##### Trecho exibido #####
Uma vez que esses tumores tem uma evolução indolente, o uso de desfechos substitutivo faz-se necessário para tornar o estudo factível do ponto de vista orçamentário e de colocação da droga no mercado. Achei muito interessante a ideia deles de tentarem correlacionar a SLP com a SG, que apesar de ter sido feita em um único centro, sem um grupo controle e com critérios não muito bem definidos mostrou associação positiva. Isso abre precedente para outros estudos nessa linha, que são muito necessários, uma vez que não faz sentido usar a SLP como desfecho primário (como acontece em muitos trials) se essa sobrevida m não se correlaciona com uma redução da mortalidade.
#####
**Instruções da tarefa**
Reescreva de forma mais breve o parágrafo do trecho exibido que começa com "Uma vez que esses tumores", conservando seus fatos principais. Baseie-se somente no trecho exibido.
##### Listagem de dados #####
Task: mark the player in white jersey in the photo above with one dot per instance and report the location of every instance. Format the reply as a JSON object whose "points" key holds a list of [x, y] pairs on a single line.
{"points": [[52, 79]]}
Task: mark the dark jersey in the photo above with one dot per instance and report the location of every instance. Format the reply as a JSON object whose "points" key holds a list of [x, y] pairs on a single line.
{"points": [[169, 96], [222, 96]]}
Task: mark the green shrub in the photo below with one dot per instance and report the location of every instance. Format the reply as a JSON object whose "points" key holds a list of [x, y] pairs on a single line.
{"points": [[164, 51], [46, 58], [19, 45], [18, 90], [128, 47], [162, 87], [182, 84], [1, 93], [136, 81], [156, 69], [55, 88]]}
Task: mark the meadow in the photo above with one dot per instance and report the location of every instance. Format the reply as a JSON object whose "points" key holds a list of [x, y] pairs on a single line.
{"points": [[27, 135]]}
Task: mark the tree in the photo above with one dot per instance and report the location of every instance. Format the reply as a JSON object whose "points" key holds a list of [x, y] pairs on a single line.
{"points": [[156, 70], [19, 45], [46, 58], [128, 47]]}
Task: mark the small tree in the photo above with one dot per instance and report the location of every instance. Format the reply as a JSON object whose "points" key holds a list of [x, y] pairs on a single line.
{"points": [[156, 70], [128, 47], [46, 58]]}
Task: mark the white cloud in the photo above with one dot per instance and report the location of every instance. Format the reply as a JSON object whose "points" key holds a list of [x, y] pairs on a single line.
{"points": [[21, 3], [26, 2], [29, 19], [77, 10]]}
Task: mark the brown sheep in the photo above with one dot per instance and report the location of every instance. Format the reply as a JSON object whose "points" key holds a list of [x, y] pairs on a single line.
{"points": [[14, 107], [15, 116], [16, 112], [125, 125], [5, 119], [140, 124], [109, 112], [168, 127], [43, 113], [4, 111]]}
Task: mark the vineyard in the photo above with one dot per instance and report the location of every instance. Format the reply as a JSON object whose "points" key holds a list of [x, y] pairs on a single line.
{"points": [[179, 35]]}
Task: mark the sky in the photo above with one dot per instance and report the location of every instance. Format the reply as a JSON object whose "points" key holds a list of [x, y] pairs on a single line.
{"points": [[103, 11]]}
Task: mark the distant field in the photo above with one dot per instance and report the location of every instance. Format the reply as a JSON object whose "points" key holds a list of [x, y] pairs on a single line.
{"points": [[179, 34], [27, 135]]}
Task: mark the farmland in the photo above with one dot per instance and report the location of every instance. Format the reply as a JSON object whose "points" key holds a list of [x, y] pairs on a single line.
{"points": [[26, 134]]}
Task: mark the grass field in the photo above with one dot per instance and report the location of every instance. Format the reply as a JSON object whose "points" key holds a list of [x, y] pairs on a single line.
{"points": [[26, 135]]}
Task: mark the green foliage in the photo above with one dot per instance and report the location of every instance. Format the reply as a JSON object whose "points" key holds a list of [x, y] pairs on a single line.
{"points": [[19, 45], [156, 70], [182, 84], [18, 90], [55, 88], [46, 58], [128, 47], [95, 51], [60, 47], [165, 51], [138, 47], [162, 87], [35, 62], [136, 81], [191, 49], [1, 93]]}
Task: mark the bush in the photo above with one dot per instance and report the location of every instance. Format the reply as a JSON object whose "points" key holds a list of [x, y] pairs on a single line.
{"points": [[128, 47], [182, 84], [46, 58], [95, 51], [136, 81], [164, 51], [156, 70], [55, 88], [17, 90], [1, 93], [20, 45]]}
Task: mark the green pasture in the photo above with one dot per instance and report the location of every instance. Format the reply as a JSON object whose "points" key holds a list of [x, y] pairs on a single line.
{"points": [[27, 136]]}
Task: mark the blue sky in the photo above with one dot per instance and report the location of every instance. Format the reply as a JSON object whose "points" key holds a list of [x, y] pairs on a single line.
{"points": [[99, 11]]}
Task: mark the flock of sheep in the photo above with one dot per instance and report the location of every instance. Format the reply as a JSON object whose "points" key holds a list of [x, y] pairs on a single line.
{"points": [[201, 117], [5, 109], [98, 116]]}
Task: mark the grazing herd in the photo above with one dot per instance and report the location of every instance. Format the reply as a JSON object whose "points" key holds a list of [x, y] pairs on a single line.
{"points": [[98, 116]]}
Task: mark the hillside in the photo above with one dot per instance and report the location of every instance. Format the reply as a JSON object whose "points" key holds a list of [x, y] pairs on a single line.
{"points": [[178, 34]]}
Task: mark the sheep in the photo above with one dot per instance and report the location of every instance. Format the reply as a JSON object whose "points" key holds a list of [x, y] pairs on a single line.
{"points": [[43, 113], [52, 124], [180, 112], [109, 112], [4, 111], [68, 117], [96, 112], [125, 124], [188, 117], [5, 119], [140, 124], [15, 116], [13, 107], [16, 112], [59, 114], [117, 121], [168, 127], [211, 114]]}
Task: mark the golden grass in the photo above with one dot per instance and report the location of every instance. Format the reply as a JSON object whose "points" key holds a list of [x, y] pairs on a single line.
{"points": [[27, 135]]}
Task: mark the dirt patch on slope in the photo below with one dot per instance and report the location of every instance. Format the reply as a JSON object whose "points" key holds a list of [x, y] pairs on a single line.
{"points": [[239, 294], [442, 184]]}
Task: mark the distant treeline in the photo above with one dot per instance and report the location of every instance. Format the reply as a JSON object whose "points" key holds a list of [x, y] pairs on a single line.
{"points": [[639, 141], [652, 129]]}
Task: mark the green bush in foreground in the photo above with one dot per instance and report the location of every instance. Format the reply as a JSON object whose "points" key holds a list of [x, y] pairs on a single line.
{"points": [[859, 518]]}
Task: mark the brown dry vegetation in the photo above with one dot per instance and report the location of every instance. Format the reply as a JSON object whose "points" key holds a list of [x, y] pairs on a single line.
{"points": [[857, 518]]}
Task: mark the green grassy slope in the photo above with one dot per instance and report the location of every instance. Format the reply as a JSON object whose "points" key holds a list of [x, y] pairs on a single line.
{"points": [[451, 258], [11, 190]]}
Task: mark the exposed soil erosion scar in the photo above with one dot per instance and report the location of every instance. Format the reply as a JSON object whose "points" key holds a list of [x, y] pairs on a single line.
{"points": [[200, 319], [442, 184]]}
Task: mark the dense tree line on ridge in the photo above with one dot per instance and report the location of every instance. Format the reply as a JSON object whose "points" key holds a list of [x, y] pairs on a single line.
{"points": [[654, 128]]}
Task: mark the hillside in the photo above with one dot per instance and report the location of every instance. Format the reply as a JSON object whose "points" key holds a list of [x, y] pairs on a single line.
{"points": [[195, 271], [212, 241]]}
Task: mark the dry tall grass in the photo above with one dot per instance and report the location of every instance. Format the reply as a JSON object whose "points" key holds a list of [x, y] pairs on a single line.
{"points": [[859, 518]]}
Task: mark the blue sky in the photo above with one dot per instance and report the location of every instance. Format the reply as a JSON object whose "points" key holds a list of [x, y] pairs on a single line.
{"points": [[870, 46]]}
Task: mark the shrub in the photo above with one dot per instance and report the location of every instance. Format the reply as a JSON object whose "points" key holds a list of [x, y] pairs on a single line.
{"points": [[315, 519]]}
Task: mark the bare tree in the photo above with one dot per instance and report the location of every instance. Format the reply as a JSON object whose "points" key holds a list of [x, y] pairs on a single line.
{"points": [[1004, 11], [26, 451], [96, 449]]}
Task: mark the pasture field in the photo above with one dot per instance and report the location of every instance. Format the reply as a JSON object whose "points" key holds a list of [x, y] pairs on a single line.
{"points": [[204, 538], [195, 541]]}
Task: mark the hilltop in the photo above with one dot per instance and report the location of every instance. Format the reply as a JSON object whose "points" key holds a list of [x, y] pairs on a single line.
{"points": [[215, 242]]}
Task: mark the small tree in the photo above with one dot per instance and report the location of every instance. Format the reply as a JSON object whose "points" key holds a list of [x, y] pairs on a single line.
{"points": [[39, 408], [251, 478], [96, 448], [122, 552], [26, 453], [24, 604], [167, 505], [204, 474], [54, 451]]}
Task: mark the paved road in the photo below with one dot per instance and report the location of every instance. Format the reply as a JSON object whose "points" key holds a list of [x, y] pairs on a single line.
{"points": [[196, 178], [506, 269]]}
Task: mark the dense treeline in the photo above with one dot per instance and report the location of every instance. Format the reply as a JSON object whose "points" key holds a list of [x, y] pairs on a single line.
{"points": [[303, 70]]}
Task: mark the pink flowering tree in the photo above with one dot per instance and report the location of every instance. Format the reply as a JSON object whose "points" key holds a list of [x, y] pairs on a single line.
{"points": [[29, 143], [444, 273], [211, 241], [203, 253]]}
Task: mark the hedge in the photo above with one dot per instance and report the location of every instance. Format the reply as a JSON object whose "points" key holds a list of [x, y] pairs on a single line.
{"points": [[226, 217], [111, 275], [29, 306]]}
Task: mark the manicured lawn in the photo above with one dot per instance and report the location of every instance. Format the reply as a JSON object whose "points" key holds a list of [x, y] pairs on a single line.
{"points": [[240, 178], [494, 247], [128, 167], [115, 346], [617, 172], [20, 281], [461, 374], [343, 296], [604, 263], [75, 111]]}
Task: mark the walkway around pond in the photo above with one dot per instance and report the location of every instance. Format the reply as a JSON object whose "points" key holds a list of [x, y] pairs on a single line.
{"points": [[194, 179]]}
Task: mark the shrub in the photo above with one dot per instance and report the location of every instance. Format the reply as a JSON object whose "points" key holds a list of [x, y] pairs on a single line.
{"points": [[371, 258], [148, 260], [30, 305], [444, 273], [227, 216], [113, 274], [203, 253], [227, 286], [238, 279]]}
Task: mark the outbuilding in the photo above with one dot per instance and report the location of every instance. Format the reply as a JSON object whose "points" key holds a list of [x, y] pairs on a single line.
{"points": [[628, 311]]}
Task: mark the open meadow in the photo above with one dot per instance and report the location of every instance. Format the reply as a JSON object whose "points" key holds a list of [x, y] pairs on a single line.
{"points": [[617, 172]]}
#####
**Solução detalhada**
Como esses tumores evoluem de forma indolente, desfechos substitutivos são necessários para tornar o estudo viável quanto ao orçamento e à colocação da droga no mercado. A tentativa de correlacionar a SLP com a SG, considerada muito interessante, mostrou associação positiva, embora tenha sido feita em um único centro, sem grupo controle e com critérios pouco definidos. Isso abre precedente para outros estudos nessa linha, muito necessários. Usar a SLP como desfecho primário, como ocorre em muitos trials, não faz sentido se ela não se correlaciona com redução da mortalidade.